┌────────

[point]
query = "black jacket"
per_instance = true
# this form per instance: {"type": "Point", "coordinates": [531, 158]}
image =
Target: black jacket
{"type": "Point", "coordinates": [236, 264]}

└────────

* What the exercise asks *
Please provide an exact transcription of each line from the one holding "# this form" through the final line of the data above.

* Written solution *
# this form per instance: {"type": "Point", "coordinates": [531, 158]}
image =
Target: black jacket
{"type": "Point", "coordinates": [236, 264]}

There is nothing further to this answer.